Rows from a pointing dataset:
^^^^^^^^^^^^^^^^
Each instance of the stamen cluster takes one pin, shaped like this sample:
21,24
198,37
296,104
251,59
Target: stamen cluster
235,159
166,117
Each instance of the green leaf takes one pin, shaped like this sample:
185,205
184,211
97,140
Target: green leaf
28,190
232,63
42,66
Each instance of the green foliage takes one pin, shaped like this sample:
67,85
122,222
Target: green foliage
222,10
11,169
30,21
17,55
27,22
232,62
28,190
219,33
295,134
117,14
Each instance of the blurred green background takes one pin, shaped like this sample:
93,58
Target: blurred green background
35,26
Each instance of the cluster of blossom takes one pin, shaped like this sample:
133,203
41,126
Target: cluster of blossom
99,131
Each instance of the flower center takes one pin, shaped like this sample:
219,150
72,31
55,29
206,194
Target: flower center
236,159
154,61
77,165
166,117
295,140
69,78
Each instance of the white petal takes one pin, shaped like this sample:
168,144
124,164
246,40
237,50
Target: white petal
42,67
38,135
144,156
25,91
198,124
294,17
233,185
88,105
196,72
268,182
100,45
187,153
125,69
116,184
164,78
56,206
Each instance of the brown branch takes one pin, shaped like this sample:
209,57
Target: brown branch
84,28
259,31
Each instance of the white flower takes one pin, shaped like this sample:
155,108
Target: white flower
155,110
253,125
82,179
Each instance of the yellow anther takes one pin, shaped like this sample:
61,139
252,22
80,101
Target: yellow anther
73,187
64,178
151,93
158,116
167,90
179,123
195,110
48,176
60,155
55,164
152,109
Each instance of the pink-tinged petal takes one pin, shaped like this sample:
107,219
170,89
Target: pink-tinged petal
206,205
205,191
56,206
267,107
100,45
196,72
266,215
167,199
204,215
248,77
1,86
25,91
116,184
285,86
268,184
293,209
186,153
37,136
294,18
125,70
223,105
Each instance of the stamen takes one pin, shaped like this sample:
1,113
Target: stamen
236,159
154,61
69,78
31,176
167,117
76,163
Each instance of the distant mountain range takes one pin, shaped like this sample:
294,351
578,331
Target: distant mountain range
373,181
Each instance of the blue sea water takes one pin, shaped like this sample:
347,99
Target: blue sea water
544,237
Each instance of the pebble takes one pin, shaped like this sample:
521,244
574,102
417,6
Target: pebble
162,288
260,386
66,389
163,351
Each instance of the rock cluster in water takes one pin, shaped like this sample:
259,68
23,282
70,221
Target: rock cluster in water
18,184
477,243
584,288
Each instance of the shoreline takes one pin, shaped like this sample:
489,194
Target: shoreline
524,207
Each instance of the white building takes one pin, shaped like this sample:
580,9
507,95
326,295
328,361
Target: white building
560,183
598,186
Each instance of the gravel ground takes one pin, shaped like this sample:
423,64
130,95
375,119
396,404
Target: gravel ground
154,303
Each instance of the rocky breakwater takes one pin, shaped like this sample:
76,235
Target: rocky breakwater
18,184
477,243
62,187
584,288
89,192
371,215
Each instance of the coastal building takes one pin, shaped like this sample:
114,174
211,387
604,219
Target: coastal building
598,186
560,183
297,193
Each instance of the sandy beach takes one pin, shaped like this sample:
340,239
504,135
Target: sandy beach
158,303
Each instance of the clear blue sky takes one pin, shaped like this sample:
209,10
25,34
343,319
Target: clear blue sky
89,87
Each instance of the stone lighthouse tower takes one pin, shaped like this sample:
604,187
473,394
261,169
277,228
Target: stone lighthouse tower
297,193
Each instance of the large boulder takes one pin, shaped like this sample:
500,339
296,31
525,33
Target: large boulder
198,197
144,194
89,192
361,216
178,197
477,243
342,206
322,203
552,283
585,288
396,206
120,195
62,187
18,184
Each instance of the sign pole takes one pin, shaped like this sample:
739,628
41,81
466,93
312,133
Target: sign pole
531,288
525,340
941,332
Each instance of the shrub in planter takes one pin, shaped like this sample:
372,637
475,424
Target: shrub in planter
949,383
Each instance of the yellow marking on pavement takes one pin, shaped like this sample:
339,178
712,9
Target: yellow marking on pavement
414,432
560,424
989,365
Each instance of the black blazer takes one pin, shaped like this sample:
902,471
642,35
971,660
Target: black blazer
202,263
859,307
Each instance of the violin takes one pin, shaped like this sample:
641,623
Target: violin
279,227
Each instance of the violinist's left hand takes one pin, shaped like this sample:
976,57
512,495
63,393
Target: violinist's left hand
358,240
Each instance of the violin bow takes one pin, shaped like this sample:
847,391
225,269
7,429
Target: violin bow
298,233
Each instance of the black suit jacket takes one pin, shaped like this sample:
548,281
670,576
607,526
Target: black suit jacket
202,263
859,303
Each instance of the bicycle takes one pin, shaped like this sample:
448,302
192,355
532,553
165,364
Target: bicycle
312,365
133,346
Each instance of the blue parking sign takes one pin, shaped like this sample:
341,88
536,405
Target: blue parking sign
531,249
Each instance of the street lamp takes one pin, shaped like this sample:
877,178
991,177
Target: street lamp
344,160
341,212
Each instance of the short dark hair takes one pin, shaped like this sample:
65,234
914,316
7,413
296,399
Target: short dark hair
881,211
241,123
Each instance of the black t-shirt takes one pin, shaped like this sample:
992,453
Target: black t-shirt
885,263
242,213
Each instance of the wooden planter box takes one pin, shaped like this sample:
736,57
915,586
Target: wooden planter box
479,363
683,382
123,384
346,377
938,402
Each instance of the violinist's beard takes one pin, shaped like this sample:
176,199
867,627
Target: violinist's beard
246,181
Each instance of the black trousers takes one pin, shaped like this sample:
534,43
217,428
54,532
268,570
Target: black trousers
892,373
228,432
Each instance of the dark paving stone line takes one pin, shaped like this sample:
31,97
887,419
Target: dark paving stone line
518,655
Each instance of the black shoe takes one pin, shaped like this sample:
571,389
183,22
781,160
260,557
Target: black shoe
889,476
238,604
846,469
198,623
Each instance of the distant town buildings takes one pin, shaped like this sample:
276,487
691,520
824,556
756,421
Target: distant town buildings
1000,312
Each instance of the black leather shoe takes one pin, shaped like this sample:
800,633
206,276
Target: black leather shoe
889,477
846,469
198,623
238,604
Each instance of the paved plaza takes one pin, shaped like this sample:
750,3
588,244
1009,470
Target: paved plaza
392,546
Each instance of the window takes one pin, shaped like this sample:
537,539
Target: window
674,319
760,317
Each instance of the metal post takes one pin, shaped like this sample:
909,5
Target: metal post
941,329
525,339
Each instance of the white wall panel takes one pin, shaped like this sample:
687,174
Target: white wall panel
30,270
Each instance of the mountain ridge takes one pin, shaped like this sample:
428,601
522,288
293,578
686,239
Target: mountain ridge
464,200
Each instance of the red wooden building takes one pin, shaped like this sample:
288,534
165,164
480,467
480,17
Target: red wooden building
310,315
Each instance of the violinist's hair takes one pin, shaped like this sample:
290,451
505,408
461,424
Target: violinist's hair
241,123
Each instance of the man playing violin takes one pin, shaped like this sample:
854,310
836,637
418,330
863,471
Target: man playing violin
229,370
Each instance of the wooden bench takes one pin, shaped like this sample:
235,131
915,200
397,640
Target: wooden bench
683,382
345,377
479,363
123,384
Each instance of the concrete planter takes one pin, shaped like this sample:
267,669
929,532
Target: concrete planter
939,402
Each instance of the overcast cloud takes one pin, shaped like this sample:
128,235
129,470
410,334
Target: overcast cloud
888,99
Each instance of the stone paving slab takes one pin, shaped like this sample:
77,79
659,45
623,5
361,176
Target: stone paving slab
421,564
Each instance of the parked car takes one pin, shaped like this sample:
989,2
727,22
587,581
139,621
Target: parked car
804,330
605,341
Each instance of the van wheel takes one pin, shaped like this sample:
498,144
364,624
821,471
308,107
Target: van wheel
^^^^^^^^^^^^^^^^
WHAT TO DO: Repeat the material above in full, keeping every word.

FINISHED EXERCISE:
Each instance of the stamen cluster takes one pin, shaped like this sample:
21,24
198,37
296,104
251,59
Target: stamen cluster
235,159
166,117
Each instance of the green leaf takes one pin, shaped like this sample:
185,205
184,211
97,140
Target: green leaf
28,190
232,63
42,66
Each instance of the green foliage takes one pin, shaped like this sample:
67,85
122,222
Target: green foliage
222,10
11,169
30,21
17,55
27,22
232,62
28,190
219,33
295,134
117,14
Each instance of the blurred green background takes one pin, shaped like this sample:
93,58
Target: blurred green background
35,26
Each instance of the cluster of blossom takes one pin, shaped like this sample:
133,203
41,126
Target: cluster of blossom
99,131
Each instance of the flower center takes one pin, shaped like this sample:
219,150
72,31
55,29
206,194
Target: flower center
236,159
154,61
77,165
166,117
295,140
69,78
Each instance of the white petal takes one pin, shaped like this sample:
168,144
124,164
246,40
237,50
Target: white petal
42,67
38,135
144,156
25,91
198,124
294,17
233,185
88,105
196,72
268,182
100,45
187,153
125,69
116,184
164,78
56,206
Each instance of the brown branch takes one pin, shaped like this sample:
209,57
Target: brown branch
84,28
259,31
Each instance of the white flower takes one pin, shaped like this sample:
155,108
Target: white flower
155,110
253,125
82,179
Each instance of the yellow anther takes one pin, shaped like this sample:
61,139
252,22
80,101
Target: yellow anther
73,187
64,178
151,93
158,116
167,90
179,123
195,110
48,176
60,155
55,164
152,109
Each instance of the pink-tinged petal takes one pin, shaped like this sample:
107,219
170,89
Target: pink-tinged petal
206,205
205,191
56,206
267,107
100,45
196,72
266,215
167,199
204,215
248,77
1,86
25,91
116,184
285,86
268,184
293,209
186,153
37,136
294,18
125,70
223,105
Each instance of the stamen takes one pin, shaped like this sample:
1,113
Target: stamen
236,159
154,61
69,78
31,176
167,117
76,163
Each instance of the distant mountain range takes one pin, shaped like this sample:
294,351
578,331
Target: distant mountain range
373,181
Each instance of the blue sea water takes one pin, shaped like this sample:
347,99
Target: blue sea water
544,237
Each instance of the pebble takes one pin, shaped like this sample:
521,244
574,102
417,6
Target: pebble
162,288
260,386
66,389
163,351
Each instance of the rock cluster in water takes one pin, shaped like this sample:
259,68
23,282
70,221
Target: rock cluster in water
18,184
477,243
584,288
Each instance of the shoreline takes one pin, shaped like this sample:
489,194
Target: shoreline
524,207
Each instance of the white building takes one pin, shaped like this sample:
580,9
507,95
326,295
328,361
Target: white building
560,183
598,186
Each instance of the gravel ground takes one pin, shaped like this sample:
423,64
130,95
375,119
396,404
Target: gravel ground
154,303
Each instance of the rocky breakwater takes one pin, shaped like this sample:
76,235
Target: rocky breakwater
18,184
477,243
62,187
584,288
89,192
371,215
Each instance of the coastal building takes one pin, shaped like this sample:
114,174
211,387
604,219
Target: coastal building
598,186
560,183
297,193
Each instance of the sandy beach takes one pin, shaped like this sample:
340,239
504,135
Target: sandy beach
158,303
Each instance of the clear blue sky takes one pin, shaped like this sample:
209,10
25,34
343,319
Target: clear blue sky
89,87
Each instance of the stone lighthouse tower takes one pin, shaped like this sample:
604,187
473,394
261,169
277,228
Target: stone lighthouse tower
297,193
Each instance of the large boulder takes one pin, shaped like this sample:
500,339
296,31
525,33
Target: large boulder
198,197
144,194
89,192
361,216
178,197
477,243
342,206
322,203
552,283
585,288
396,206
120,195
62,187
18,184
Each instance of the sign pole takes one pin, shaped like this sample:
739,628
41,81
466,93
312,133
Target: sign pole
531,288
525,340
941,332
Each instance of the shrub in planter takes one pin, shaped like this sample:
372,637
475,424
Target: shrub in planter
949,383
Each instance of the yellow marking on pavement takes one pin, shaped like this sample:
339,178
712,9
Target: yellow marking on pavement
414,432
560,424
989,365
Each instance of the black blazer takes one pin, shaped like this sample:
902,471
642,35
971,660
Target: black blazer
202,263
859,307
Each instance of the violin takes one pin, shaped like this sample:
641,623
Target: violin
279,227
Each instance of the violinist's left hand takes one pin, shaped like this sample:
976,57
512,495
63,393
Target: violinist's left hand
358,240
Each instance of the violin bow takes one pin, shaped like this sample:
847,391
225,269
7,429
Target: violin bow
298,233
Each instance of the black suit jacket takes one pin, shaped like this sample:
548,281
670,576
607,526
Target: black suit jacket
202,263
859,303
Each instance of the bicycle takes one pin, shaped like this sample:
448,302
192,355
532,553
165,364
Target: bicycle
312,365
133,346
Each instance of the blue parking sign takes one pin, shaped like this sample:
341,88
536,405
Target: blue parking sign
531,249
Each instance of the street lamp takes one pin, shaped like this sample:
877,178
991,177
Target: street lamp
344,160
341,212
Each instance of the short dark hair takes one pin, shaped like this sample:
65,234
914,316
7,413
296,399
Target: short dark hair
881,211
241,123
Each instance of the black t-shirt takes one pin, shaped like this sample:
992,453
Target: black t-shirt
885,263
242,213
Each instance of the wooden planter box takes one pin, shaped like this sample:
736,57
915,586
Target: wooden planter box
479,363
683,382
123,384
346,377
938,402
Each instance of the violinist's beard takes one pin, shaped like this sample:
176,199
867,627
Target: violinist's beard
246,181
Each instance of the black trousers takes one pin, shaped like this sample:
534,43
217,428
54,532
268,570
Target: black trousers
892,373
228,432
Each instance of the dark paving stone line takes one pin, shaped like this sample:
31,97
887,419
Target: dark paving stone line
518,655
Each instance of the black shoe takes one pin, shaped like this sample:
571,389
183,22
781,160
260,557
Target: black shoe
889,476
238,604
846,469
198,623
Each instance of the distant town buildings takes one pin, shaped like this sample:
276,487
691,520
824,556
756,421
Target: distant town buildings
1000,312
Each instance of the black leather shoe takes one pin, shaped like this sample:
800,633
206,276
Target: black leather shoe
889,477
846,469
198,623
238,604
Each instance of the paved plaza takes one pin, shaped like this sample:
750,3
588,244
1009,470
Target: paved plaza
392,546
Each instance of the window takes one pin, shaped like this sample:
537,539
Target: window
674,319
760,317
Each instance of the metal post takes one pin, shaped like this sample:
909,5
Target: metal post
941,329
525,339
Each instance of the white wall panel takes one pin, shaped like this sample:
687,174
Target: white wall panel
30,270
Each instance of the mountain ridge takes one pin, shaped like this sample:
428,601
522,288
293,578
686,239
Target: mountain ridge
464,200
Each instance of the red wooden building takes one pin, shaped like this sample:
288,534
165,164
480,467
480,17
Target: red wooden building
310,315
Each instance of the violinist's hair takes one pin, shaped like this sample:
290,451
505,408
461,424
Target: violinist's hair
241,123
Each instance of the man playing violin takes one pin, shaped like this sample:
854,310
836,637
418,330
863,471
Target: man playing violin
229,370
Each instance of the wooden bench takes one pin, shaped like this sample:
235,131
915,200
397,640
Target: wooden bench
683,382
345,377
479,363
123,384
Each instance of the concrete planter takes one pin, shaped like this sample:
267,669
929,532
Target: concrete planter
939,402
Each instance of the overcast cloud takes one pin, shaped like this sample:
128,235
129,470
410,334
Target: overcast cloud
888,99
Each instance of the stone paving slab takes one pin, shaped like this sample:
77,79
659,45
623,5
361,176
Target: stone paving slab
421,564
Each instance of the parked car takes one pin, shaped like this sample:
989,2
727,22
587,581
139,621
Target: parked car
804,330
605,341
Each instance of the van wheel takes one pin, shaped like this sample:
498,144
364,624
821,471
308,107
Target: van wheel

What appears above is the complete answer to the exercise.